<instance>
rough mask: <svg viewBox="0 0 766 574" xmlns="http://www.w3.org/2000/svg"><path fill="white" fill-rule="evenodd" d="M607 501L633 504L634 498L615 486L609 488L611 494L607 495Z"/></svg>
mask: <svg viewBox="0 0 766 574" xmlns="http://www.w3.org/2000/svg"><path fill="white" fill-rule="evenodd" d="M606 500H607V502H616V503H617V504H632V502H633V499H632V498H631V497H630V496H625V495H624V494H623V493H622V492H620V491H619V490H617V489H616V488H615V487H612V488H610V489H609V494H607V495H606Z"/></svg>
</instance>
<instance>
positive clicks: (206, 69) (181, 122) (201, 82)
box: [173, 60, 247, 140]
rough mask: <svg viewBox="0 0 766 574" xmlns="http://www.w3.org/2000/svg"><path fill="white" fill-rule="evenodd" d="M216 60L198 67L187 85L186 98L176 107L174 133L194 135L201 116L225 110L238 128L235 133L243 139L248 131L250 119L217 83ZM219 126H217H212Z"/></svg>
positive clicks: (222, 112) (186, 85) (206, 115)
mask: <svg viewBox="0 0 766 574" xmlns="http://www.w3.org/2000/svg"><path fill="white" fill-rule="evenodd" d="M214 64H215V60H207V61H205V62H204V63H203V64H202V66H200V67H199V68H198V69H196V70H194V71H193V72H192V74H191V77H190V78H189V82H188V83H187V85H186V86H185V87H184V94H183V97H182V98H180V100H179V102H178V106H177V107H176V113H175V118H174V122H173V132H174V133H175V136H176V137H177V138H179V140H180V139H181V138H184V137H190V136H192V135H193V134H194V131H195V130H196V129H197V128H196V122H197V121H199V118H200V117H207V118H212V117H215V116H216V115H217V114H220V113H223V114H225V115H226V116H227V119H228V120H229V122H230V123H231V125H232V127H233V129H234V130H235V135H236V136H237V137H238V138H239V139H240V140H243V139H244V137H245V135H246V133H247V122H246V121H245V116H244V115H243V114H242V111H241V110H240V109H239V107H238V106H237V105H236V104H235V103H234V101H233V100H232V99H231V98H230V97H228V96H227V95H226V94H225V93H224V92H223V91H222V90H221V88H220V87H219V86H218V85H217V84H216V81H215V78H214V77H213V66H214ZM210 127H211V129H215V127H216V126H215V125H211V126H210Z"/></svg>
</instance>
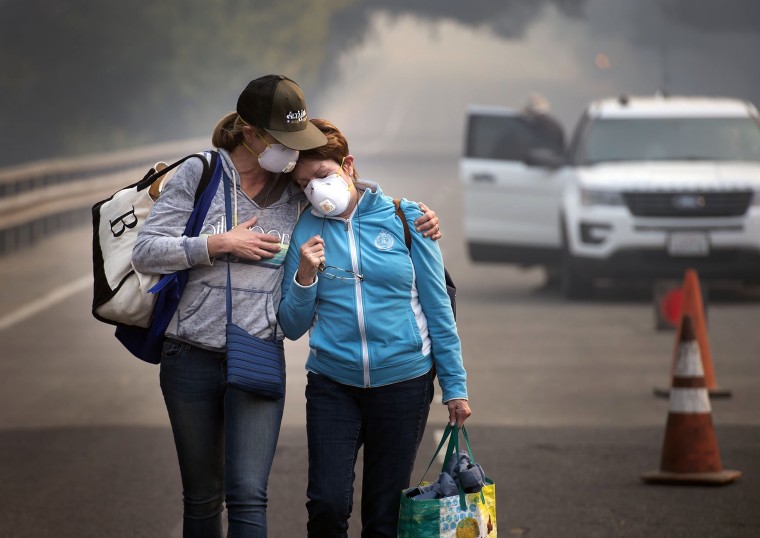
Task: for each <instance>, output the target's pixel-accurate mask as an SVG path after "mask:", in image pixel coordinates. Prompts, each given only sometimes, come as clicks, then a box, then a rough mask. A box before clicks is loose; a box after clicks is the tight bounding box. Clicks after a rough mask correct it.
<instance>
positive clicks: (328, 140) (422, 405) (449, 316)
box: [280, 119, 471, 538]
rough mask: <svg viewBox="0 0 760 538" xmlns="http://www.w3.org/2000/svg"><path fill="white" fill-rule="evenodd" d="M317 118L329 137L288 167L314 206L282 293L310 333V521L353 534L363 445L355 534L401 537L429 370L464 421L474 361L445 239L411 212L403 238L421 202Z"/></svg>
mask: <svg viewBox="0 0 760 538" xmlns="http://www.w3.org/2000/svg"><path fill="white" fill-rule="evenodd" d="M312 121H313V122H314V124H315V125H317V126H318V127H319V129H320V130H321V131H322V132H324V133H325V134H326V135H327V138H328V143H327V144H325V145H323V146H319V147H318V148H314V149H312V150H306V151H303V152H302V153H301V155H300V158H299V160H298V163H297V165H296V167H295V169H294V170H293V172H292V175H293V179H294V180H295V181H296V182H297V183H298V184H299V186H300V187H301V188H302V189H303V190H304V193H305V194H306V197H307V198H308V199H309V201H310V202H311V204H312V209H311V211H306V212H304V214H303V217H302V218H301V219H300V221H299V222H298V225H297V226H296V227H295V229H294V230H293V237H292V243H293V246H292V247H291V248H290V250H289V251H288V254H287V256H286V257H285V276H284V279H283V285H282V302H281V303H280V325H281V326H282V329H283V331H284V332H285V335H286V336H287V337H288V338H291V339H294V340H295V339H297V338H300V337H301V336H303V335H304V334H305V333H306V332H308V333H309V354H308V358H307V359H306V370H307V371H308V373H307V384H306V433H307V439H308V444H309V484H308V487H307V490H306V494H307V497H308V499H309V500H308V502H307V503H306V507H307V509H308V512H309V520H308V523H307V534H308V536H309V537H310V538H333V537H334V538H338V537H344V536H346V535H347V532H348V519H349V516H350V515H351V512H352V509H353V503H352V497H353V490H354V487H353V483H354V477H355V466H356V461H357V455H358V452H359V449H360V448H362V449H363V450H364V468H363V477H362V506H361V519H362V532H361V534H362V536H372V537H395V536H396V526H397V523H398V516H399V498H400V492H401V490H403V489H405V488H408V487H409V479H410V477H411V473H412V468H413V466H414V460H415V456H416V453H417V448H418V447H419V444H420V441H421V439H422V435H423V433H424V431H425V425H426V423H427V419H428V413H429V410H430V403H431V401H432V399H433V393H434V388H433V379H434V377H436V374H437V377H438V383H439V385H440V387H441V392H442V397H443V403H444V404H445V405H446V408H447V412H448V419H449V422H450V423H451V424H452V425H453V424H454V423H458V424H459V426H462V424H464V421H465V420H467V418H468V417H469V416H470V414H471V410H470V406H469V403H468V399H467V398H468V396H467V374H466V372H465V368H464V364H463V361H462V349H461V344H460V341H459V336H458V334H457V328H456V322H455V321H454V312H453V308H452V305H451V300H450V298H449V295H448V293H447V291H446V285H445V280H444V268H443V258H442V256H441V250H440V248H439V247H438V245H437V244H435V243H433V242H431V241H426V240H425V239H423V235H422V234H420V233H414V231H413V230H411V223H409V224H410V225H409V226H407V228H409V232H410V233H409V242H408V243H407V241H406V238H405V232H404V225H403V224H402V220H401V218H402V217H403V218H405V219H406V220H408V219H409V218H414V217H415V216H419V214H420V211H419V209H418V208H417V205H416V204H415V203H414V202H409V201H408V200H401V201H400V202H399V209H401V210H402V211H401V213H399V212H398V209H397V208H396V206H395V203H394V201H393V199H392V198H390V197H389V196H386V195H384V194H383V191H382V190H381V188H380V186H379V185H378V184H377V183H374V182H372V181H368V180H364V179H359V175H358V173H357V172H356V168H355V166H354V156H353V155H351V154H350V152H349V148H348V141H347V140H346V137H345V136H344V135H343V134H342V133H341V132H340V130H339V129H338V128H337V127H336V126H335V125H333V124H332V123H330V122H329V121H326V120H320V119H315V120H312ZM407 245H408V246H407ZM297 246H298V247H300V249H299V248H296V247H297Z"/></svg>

..........

▶ HOW TO COMPLETE THIS TASK
Reproduce every record word for word. The copy must contain no pictures.

▶ TASK ANSWER
<instance>
rough mask: <svg viewBox="0 0 766 574" xmlns="http://www.w3.org/2000/svg"><path fill="white" fill-rule="evenodd" d="M607 501L633 504L634 498L615 486L609 488L611 494L607 495Z"/></svg>
mask: <svg viewBox="0 0 766 574" xmlns="http://www.w3.org/2000/svg"><path fill="white" fill-rule="evenodd" d="M606 500H607V502H616V503H617V504H632V502H633V499H632V498H631V497H630V496H625V495H624V494H623V493H622V492H620V491H619V490H617V489H616V488H615V487H612V488H610V489H609V494H607V495H606Z"/></svg>
</instance>
<instance>
positive clicks: (206, 69) (181, 122) (201, 82)
box: [173, 60, 247, 140]
rough mask: <svg viewBox="0 0 766 574" xmlns="http://www.w3.org/2000/svg"><path fill="white" fill-rule="evenodd" d="M216 60L198 67L187 85L186 98L176 107L174 133L194 135L201 116L225 110L238 128L235 133L243 139L248 131L250 119L217 83ZM219 126H217H212Z"/></svg>
positive clicks: (222, 112) (186, 85) (206, 115)
mask: <svg viewBox="0 0 766 574" xmlns="http://www.w3.org/2000/svg"><path fill="white" fill-rule="evenodd" d="M214 64H215V60H207V61H205V62H204V63H203V64H202V66H200V67H199V68H198V69H196V70H194V71H193V72H192V74H191V77H190V78H189V82H188V83H187V85H186V86H185V87H184V94H183V97H182V98H180V100H179V102H178V106H177V107H176V113H175V118H174V122H173V132H174V133H175V136H176V137H177V138H179V140H180V139H181V138H184V137H190V136H192V135H193V134H194V131H195V130H196V129H197V128H196V122H197V121H199V118H200V117H207V118H212V117H215V116H216V115H217V114H220V113H223V114H225V115H226V116H227V119H228V120H229V122H230V123H231V125H232V127H233V129H234V130H235V135H236V136H237V137H238V138H239V139H240V140H243V139H244V137H245V135H246V133H247V122H246V121H245V116H244V115H243V114H242V111H241V110H240V109H239V107H238V106H237V105H236V104H235V103H234V101H233V100H232V99H231V98H230V97H228V96H227V95H226V94H225V93H224V92H223V91H222V90H221V88H220V87H219V86H218V85H217V84H216V81H215V78H214V77H213V66H214ZM210 127H211V129H215V127H216V126H215V125H211V126H210Z"/></svg>
</instance>
Task: for each <instance>, output the target's pixel-accurate mask as an SVG path after "mask:", in image pixel coordinates. Prompts, each given only sometimes, come as clicks, then a box, then a rough mask. A box before clicks is loose; a box after clicks is the tight bounding box. Clicks after a rough mask correct it.
<instance>
positive clicks: (328, 140) (422, 405) (449, 316)
box: [280, 119, 471, 538]
rough mask: <svg viewBox="0 0 760 538" xmlns="http://www.w3.org/2000/svg"><path fill="white" fill-rule="evenodd" d="M317 118L329 137L288 167L314 206L282 293L310 333V521L353 534L363 445L355 534L401 537L429 370L464 421L474 361L445 239L411 212L403 238L421 202Z"/></svg>
mask: <svg viewBox="0 0 760 538" xmlns="http://www.w3.org/2000/svg"><path fill="white" fill-rule="evenodd" d="M312 121H313V122H314V124H315V125H317V126H318V127H319V129H320V130H321V131H322V132H324V133H325V134H326V135H327V138H328V143H327V144H325V145H323V146H319V147H318V148H314V149H312V150H306V151H303V152H302V153H301V155H300V158H299V160H298V163H297V165H296V167H295V169H294V170H293V172H292V175H293V179H294V180H295V181H296V182H297V183H298V184H299V186H300V187H301V188H302V189H303V190H304V193H305V194H306V197H307V198H308V199H309V201H310V202H311V204H312V209H311V211H306V212H304V214H303V217H302V218H301V219H300V221H299V222H298V225H297V226H296V227H295V229H294V230H293V237H292V243H293V246H292V247H291V248H290V250H289V251H288V254H287V256H286V257H285V276H284V279H283V285H282V302H281V303H280V325H281V326H282V329H283V331H284V332H285V335H286V336H287V337H288V338H291V339H294V340H295V339H297V338H300V337H301V336H303V335H304V334H305V333H306V332H308V333H309V354H308V358H307V359H306V370H307V371H308V373H307V384H306V433H307V439H308V444H309V484H308V487H307V490H306V494H307V497H308V499H309V500H308V502H307V503H306V507H307V509H308V512H309V520H308V523H307V534H308V536H309V537H310V538H333V537H334V538H338V537H344V536H346V535H347V532H348V519H349V516H350V515H351V512H352V509H353V503H352V497H353V490H354V487H353V483H354V477H355V466H356V461H357V455H358V452H359V449H360V448H362V449H363V450H364V468H363V477H362V506H361V519H362V532H361V534H362V536H372V537H395V536H396V526H397V523H398V516H399V498H400V492H401V490H403V489H405V488H408V487H409V479H410V477H411V473H412V468H413V466H414V460H415V456H416V453H417V448H418V447H419V444H420V441H421V439H422V435H423V433H424V431H425V425H426V423H427V419H428V413H429V410H430V403H431V401H432V399H433V393H434V388H433V379H434V377H436V374H437V377H438V383H439V385H440V387H441V392H442V397H443V403H444V404H445V405H446V408H447V412H448V419H449V422H450V423H451V424H452V425H453V424H454V423H458V424H459V426H462V424H464V421H465V420H467V418H468V417H469V416H470V414H471V410H470V406H469V403H468V399H467V398H468V396H467V374H466V372H465V368H464V364H463V361H462V349H461V344H460V341H459V336H458V334H457V328H456V322H455V321H454V312H453V308H452V305H451V300H450V298H449V295H448V293H447V291H446V285H445V280H444V268H443V258H442V256H441V250H440V248H439V247H438V245H437V244H435V243H433V242H431V241H426V240H425V239H423V235H422V234H420V233H414V231H413V230H411V223H409V224H410V225H409V226H407V228H409V232H410V233H409V242H408V243H407V241H406V238H405V232H404V225H403V224H402V220H401V218H402V217H403V218H405V219H406V220H408V219H409V218H414V217H415V216H419V214H420V211H419V209H418V208H417V205H416V204H415V203H414V202H409V201H408V200H401V201H400V202H399V209H401V210H402V211H401V213H399V212H398V209H397V208H396V206H395V203H394V201H393V199H392V198H390V197H389V196H386V195H384V194H383V191H382V190H381V188H380V186H379V185H378V184H377V183H374V182H372V181H368V180H364V179H359V175H358V173H357V172H356V168H355V166H354V156H353V155H351V154H350V152H349V148H348V141H347V140H346V137H345V136H344V135H343V134H342V133H341V132H340V130H339V129H338V128H337V127H336V126H335V125H333V124H332V123H330V122H329V121H326V120H320V119H315V120H312ZM407 245H408V246H407ZM297 246H298V247H300V249H299V248H296V247H297Z"/></svg>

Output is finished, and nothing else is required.